**Text segment**:
--------------------

Some say, “snowboarding saves lives.” I’m one of them. Does it literally? Well, sort of. Seeing as it isn’t a known cure for life-threatening infections or injuries, I’d assume that most who declare, “snowboarding saves lives,” are talking about mental health. In our community full of creatives, it’s unsurprising that so many believe these words.
There are countless examples of ingenious artists, actors and creators who have famously struggled with mental illness. This centuries-old pattern has inspired studies on the connection between creativity and depression, and evidence points to a strong one. Neuroscientist and author of The Creative Brain, Nancy Andreasen, suggests that while mental flexibility proves beneficial in most aspects of life, creative brains are also more prone to mental illness. Negative thought processes can result from overwhelming stimuli circulating the brain, coupled with an increased sense of vulnerability that often comes with living as a highly original individual. “This flexibility permits them to perceive things in a fresh and novel way, which is an important basis for creativity,” she writes. “But it also means that their inner world is complex, ambiguous… While less creative people quickly respond to situations based on what they have been told by people in authority… the creative person lives in a more fluid and nebulous world.”
Less likely to lap up the status quo; more likely to be inquisitive. Sound familiar?
The topic of mental health has become an increasingly public conversation—in certain demographics more than others. Artists, writers and creators have led the charge, which makes sense given their work’s intent to resonate on such intimate levels. But destigmatizing mental health issues hasn’t come very far in athletics, yet. With pressure to constantly improve performance and immense value placed on being tough, the “it’s OK to not be OK” mantra doesn’t quite fit with most sports cultures.
As snowboarders, we’re both artists and athletes. The latter in each of us generally opts to tough things out. While I appreciate snowboarders’ ability to take a hit, I fear this theme of resilience may bleed unhealthily into other aspects of riders’ lives. We know you can’t just spin a 720 without practicing, failing, forgiving yourself and trying again, and that a crippling ankle needs to be tended. It’s time we take that understanding and apply it to our creative brains.

--------------------

[Collected data]
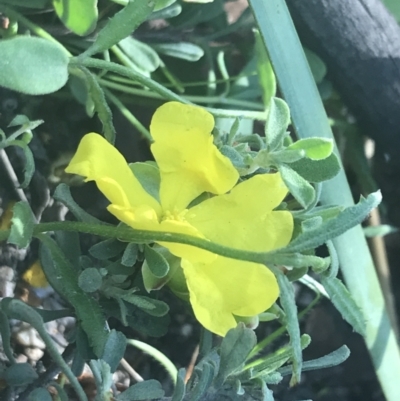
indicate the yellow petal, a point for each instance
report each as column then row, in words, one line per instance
column 189, row 162
column 244, row 219
column 97, row 160
column 228, row 287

--------------------

**Assigned task**:
Using the text on snowboarding and mental health, decide whether each statement below agrees with it. Answer yes or no for each, quoting the words of the text that settle it.
1. The author is among those who say snowboarding saves lives.
2. Nancy Andreasen suggests that creative brains are less prone to mental illness.
3. Destigmatizing mental health issues has come far in athletics.

**Answer to the problem**:
1. Yes: "I’m one of them."
2. No: "creative brains are also more prone to mental illness."
3. No: "destigmatizing mental health issues hasn’t come very far in athletics, yet."